Short problem - Type out the material below exactly.
====== Exercise material
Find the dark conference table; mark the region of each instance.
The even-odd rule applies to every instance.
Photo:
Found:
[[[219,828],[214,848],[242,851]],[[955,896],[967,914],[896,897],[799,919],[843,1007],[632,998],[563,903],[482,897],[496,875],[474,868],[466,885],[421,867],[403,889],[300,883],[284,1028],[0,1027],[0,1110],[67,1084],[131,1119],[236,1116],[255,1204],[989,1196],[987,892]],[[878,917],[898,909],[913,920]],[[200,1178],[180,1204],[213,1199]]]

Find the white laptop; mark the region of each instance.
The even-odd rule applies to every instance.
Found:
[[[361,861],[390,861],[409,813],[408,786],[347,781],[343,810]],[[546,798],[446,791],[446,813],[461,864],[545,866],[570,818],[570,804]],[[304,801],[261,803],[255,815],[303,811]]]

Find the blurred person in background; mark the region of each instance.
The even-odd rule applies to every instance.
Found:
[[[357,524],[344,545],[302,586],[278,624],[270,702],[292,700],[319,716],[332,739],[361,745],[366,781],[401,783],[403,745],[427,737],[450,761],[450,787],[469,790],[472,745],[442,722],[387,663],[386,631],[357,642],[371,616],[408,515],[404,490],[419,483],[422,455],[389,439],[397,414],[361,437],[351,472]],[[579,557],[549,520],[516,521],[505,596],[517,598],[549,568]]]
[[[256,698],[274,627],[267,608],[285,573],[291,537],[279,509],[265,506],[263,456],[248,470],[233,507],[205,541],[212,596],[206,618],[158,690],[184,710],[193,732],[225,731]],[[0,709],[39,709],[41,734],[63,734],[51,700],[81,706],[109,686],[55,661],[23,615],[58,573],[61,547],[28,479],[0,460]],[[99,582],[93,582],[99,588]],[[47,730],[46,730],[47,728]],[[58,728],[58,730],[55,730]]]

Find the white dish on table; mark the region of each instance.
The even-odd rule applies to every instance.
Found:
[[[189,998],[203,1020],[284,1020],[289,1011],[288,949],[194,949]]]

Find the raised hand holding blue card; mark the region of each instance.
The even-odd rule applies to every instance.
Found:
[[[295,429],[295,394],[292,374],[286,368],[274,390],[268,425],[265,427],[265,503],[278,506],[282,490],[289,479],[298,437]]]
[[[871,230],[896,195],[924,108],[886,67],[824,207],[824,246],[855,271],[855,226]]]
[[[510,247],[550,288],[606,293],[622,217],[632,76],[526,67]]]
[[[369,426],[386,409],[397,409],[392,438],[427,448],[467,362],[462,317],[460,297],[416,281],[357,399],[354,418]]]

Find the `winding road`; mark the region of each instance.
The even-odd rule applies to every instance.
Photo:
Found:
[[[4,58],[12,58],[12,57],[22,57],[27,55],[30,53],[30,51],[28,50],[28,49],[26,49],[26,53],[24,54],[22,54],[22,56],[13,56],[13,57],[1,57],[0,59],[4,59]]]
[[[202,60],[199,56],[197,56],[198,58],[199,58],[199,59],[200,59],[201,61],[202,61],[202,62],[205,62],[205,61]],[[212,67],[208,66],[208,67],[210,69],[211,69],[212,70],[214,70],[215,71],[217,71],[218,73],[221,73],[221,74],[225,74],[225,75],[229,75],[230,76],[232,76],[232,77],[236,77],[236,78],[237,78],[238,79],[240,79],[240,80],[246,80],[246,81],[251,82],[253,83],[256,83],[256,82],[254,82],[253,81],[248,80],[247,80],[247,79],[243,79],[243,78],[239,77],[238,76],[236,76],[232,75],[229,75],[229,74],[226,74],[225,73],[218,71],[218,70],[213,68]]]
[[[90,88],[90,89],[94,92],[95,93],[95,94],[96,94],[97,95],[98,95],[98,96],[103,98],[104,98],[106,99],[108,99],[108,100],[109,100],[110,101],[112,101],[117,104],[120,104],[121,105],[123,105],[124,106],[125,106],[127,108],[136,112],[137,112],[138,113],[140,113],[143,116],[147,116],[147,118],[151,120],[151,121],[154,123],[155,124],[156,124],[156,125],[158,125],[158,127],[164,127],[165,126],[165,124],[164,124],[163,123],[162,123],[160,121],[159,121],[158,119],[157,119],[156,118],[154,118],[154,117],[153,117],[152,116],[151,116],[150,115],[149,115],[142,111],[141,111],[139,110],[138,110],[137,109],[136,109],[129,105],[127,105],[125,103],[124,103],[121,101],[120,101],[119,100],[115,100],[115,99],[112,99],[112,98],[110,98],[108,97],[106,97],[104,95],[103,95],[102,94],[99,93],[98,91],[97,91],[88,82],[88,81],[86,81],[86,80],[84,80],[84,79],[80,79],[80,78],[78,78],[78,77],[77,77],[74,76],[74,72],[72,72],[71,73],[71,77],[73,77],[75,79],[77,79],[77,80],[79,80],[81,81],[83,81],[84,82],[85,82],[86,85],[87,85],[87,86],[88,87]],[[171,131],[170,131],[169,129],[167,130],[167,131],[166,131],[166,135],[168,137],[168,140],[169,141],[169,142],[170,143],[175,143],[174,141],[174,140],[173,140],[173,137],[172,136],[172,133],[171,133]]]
============
Response to this task -
Find the dark conference table; mark the region of each instance.
The even-odd rule applies to every instance.
Photo:
Found:
[[[219,828],[214,848],[242,851]],[[955,896],[967,914],[896,897],[799,919],[843,1007],[632,998],[563,903],[482,897],[496,875],[474,868],[466,885],[421,867],[403,889],[300,883],[284,1028],[0,1027],[0,1110],[67,1084],[131,1119],[236,1116],[255,1204],[989,1196],[987,892]],[[878,917],[898,909],[913,920]],[[200,1178],[180,1204],[213,1199]]]

Find the white laptop; mark the region of each instance.
The even-odd rule applies to every instance.
Found:
[[[361,861],[390,861],[409,813],[408,786],[347,781],[343,810]],[[546,798],[446,791],[446,813],[461,864],[545,866],[570,818],[570,804]],[[304,801],[261,803],[255,815],[303,811]]]

Find the blurred person in background; mark the region of each instance.
The even-odd rule applies to every instance.
Found:
[[[357,524],[344,545],[302,586],[278,624],[270,702],[292,700],[319,716],[332,739],[361,745],[366,781],[401,783],[403,745],[427,737],[450,761],[450,787],[469,790],[472,745],[442,722],[387,663],[386,631],[357,642],[371,616],[408,515],[404,490],[419,483],[422,455],[389,439],[397,414],[361,437],[351,472]],[[579,557],[549,520],[516,521],[505,596],[517,598],[549,568]]]
[[[256,698],[274,627],[267,608],[285,573],[291,537],[279,509],[265,506],[263,456],[248,470],[233,507],[205,541],[212,596],[206,618],[158,690],[184,710],[193,732],[225,731]],[[0,709],[39,709],[41,734],[63,734],[51,700],[81,706],[109,686],[55,661],[23,615],[58,573],[61,547],[28,479],[0,460]],[[99,582],[93,582],[99,588]],[[47,730],[46,730],[47,728]],[[58,728],[58,730],[55,730]]]

Find the white dish on table; mark the region of each instance.
The even-odd rule applies to every instance.
Found:
[[[189,998],[203,1020],[284,1020],[289,1011],[288,949],[194,949]]]

Find the raised hand holding blue card; mark the region of each instance.
The even-odd rule applies to every instance.
Found:
[[[295,429],[295,394],[292,374],[286,368],[274,390],[268,425],[265,427],[265,503],[278,506],[282,490],[289,479],[298,437]]]
[[[871,230],[896,195],[924,108],[886,67],[824,207],[824,246],[855,271],[855,226]]]
[[[510,247],[550,288],[606,293],[622,217],[632,76],[526,67]]]
[[[369,426],[386,409],[397,409],[392,438],[427,448],[467,362],[462,317],[460,297],[416,281],[357,399],[354,418]]]

Find the `winding road`; mark the region of each instance.
The even-odd rule applies to every instance.
Photo:
Found:
[[[4,58],[12,58],[12,57],[22,57],[27,55],[30,53],[30,51],[28,50],[28,49],[26,49],[26,53],[24,54],[22,54],[22,56],[13,56],[13,57],[1,57],[0,59],[4,59]]]
[[[202,60],[199,56],[197,56],[198,58],[199,58],[199,59],[200,59],[201,61],[202,61],[202,62],[205,62],[205,61]],[[212,67],[208,66],[208,67],[210,69],[211,69],[212,70],[214,70],[215,71],[217,71],[218,73],[221,73],[221,74],[225,74],[225,75],[229,75],[230,76],[232,76],[232,77],[236,77],[236,78],[237,78],[238,79],[240,79],[240,80],[246,80],[246,81],[251,82],[253,83],[256,83],[256,82],[254,82],[253,81],[248,80],[247,80],[247,79],[243,79],[243,78],[239,77],[238,76],[236,76],[232,75],[229,75],[229,74],[226,74],[225,73],[218,71],[218,70],[213,68]]]
[[[90,88],[90,89],[94,92],[95,93],[95,94],[96,94],[97,95],[98,95],[98,96],[103,98],[104,98],[106,99],[108,99],[108,100],[109,100],[110,101],[112,101],[117,104],[120,104],[121,105],[123,105],[124,106],[125,106],[127,108],[136,112],[137,112],[138,113],[140,113],[143,116],[147,116],[147,118],[151,120],[151,121],[154,123],[155,124],[156,124],[156,125],[158,125],[158,127],[164,127],[165,126],[165,124],[164,124],[163,123],[162,123],[160,121],[159,121],[158,119],[157,119],[156,118],[154,118],[154,117],[153,117],[152,116],[151,116],[150,115],[149,115],[142,111],[141,111],[139,110],[138,110],[137,109],[136,109],[129,105],[127,105],[125,103],[124,103],[121,101],[120,101],[119,100],[115,100],[115,99],[112,99],[112,98],[110,98],[108,97],[106,97],[104,95],[103,95],[102,94],[99,93],[98,91],[97,91],[88,82],[88,81],[86,81],[86,80],[84,80],[84,79],[80,79],[80,78],[78,78],[78,77],[77,77],[74,76],[74,72],[72,72],[71,73],[71,77],[73,77],[75,79],[77,79],[77,80],[79,80],[81,81],[83,81],[84,82],[85,82],[86,85],[87,85],[87,86],[88,87]],[[171,131],[170,131],[169,129],[167,130],[167,131],[166,131],[166,135],[168,137],[168,140],[169,141],[169,142],[170,143],[175,143],[174,141],[174,140],[173,140],[173,137],[172,136],[172,133],[171,133]]]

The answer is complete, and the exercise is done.